Texte fourni ->
*-*-*
Nous constatons également un ralentissement du déploiement des projets dû à des contraintes budgétaires. Face à une telle incertitude, certains investisseurs préfèrent conserver leur argent. La fourniture de matériel et la fermeture des marchés locaux et internationaux posent aussi des problèmes, ce qui empêche la réalisation des projets et agite le spectre d’une perte de revenus pour de nombreuses personnes.

Cependant, en écoutant les bénéficiaires, nous avons pu nous adapter. Certaines activités ont été réduites ou développées, leur calendrier revu et leur périmètre géographique modifié, de nouvelles activités ont été proposées, et dans certains cas, des subventions complémentaires ont été accordées. À cet égard, le FEM et le FFEM ont maintenu des relations étroites avec les agences de mise en œuvre et les bénéficiaires, et ont pu ainsi poursuivre leurs activités à distance, y compris des comités de pilotage et conseils virtuels afin de pouvoir affecter les financements en temps voulu.

  • Comment le monde peut-il mieux répondre à de telles crises à l’avenir ?

Nous devons nous poser la question des défis émergents, dans un monde transformé par la crise. Pendant 25 ans, le FFEM a travaillé avec le FEM pour prévenir certaines des causes identifiées de la pandémie, dans le cadre de la démarche One Health, de solutions fondées sur la nature ou de l’économie circulaire. Grâce à cette approche intégrée, nous avons déjà pu proposer certaines solutions pour une reprise durable. Mais la crise de la COVID-19 nous pousse à rechercher un effet transformationnel plus fort.
*-*-*
Données enregistrées ->
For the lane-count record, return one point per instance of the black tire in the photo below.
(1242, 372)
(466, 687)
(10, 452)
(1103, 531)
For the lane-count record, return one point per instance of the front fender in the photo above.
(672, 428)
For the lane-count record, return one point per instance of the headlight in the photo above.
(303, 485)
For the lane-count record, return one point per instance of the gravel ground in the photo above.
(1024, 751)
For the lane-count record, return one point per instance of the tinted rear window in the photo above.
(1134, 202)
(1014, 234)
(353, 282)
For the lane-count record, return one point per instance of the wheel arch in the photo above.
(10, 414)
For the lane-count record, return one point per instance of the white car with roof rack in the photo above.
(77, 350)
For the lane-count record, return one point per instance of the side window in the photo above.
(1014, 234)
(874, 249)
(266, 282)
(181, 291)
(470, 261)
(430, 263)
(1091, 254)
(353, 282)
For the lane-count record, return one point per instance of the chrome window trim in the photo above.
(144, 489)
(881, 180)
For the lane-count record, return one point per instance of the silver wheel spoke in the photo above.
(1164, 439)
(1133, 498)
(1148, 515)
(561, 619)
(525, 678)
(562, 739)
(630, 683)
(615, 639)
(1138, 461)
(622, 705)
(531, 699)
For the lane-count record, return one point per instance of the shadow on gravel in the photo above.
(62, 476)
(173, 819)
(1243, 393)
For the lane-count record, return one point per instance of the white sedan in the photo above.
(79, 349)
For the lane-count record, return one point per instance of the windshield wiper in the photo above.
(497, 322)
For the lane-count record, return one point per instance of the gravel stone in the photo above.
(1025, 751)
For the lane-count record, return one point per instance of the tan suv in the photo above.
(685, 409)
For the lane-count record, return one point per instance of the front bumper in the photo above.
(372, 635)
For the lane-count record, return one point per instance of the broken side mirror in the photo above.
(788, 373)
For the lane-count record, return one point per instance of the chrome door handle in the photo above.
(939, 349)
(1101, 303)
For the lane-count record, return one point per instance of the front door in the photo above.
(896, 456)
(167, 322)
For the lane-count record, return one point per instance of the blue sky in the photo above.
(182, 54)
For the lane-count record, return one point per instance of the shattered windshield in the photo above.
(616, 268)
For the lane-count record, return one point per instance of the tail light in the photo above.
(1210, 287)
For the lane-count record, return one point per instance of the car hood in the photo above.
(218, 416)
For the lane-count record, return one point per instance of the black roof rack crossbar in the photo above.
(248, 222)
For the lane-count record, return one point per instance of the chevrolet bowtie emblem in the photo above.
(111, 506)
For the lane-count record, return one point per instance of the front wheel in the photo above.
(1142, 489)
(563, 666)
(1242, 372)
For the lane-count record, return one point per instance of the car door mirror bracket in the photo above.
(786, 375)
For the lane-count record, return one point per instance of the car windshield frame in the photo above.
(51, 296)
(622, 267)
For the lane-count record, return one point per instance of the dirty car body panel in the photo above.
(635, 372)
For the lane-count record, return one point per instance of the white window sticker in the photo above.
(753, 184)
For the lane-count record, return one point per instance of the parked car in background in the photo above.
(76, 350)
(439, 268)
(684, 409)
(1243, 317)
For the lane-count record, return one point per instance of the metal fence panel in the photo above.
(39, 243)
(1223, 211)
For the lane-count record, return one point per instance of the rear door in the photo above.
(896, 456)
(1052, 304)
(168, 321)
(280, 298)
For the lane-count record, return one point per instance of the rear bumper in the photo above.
*-*-*
Consignes ->
(A) Dans quels cadres le FFEM a-t-il travaillé avec le FEM pour prévenir certaines causes de la pandémie, d'après le texte fourni ? Citez-les tous.
(B) Recopiez mot pour mot le passage du texte fourni qui commence par les mots « Cependant, en écoutant » et s'achève sur « en temps voulu. ».

Réponses fournies ->
(A)
- la démarche One Health
- les solutions fondées sur la nature
- l'économie circulaire

(B)
Cependant, en écoutant les bénéficiaires, nous avons pu nous adapter. Certaines activités ont été réduites ou développées, leur calendrier revu et leur périmètre géographique modifié, de nouvelles activités ont été proposées, et dans certains cas, des subventions complémentaires ont été accordées. À cet égard, le FEM et le FFEM ont maintenu des relations étroites avec les agences de mise en œuvre et les bénéficiaires, et ont pu ainsi poursuivre leurs activités à distance, y compris des comités de pilotage et conseils virtuels afin de pouvoir affecter les financements en temps voulu.